• Excerpted records
========
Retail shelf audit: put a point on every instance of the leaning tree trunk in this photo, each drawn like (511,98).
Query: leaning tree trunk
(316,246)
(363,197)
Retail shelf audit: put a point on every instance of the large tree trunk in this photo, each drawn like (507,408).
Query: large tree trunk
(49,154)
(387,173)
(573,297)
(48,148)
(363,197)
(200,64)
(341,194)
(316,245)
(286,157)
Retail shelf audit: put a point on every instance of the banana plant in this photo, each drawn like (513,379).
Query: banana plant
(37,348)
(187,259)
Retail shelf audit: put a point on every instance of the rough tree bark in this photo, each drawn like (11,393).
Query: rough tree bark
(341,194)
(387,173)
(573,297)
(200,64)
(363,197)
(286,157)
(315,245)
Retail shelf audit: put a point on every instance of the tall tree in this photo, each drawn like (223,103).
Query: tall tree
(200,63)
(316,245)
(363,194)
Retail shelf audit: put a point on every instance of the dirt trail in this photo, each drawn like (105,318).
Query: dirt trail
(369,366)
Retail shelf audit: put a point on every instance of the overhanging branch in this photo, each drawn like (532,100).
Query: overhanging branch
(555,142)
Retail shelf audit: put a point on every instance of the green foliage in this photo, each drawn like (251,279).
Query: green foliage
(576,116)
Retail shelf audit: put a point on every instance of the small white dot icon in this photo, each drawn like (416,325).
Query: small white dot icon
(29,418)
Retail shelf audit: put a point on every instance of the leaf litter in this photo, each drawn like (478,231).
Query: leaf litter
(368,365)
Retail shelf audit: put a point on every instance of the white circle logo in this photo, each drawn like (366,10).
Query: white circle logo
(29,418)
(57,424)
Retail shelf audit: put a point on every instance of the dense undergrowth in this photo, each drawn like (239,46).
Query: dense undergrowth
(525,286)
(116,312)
========
• Exercise brief
In the records, which lines use the word "like"? Report them.

• Your response
Retail shelf audit: put a point on every instance of the leaning tree trunk in this photo, each drawn like (511,98).
Retail shelf audit: put a point on every instance of the large tree trunk in this photo, each drawn like (507,408).
Retail shelf audit: put a point on every instance of the banana plant in this photo, each drawn like (513,379).
Retail shelf audit: put a point on every instance of the rough tree bark in this photo, each drawn like (11,393).
Retail shelf audit: put a point on every instance of the tall tree in this photo, each drawn like (223,103).
Retail shelf audit: put a point on every instance of the dirt trail in this photo, each drawn like (105,318).
Retail shelf audit: put a point on every instance of the overhanging branch in this photo, each drawn like (532,100).
Retail shelf audit: put a point on every instance of the green foliage in this photo, each drawn like (251,279).
Retail shelf audit: put a point on every instance of the small white dot icon in this photo, each drawn like (416,325).
Retail shelf audit: put a point on every instance of the leaf litter in this photo, each drawn like (478,231).
Retail shelf audit: put a point on every instance of the white circle logo in this photo, each drawn like (366,10).
Retail shelf audit: put a point on every instance of the dense undergrowth in this photo, each drawn like (239,46).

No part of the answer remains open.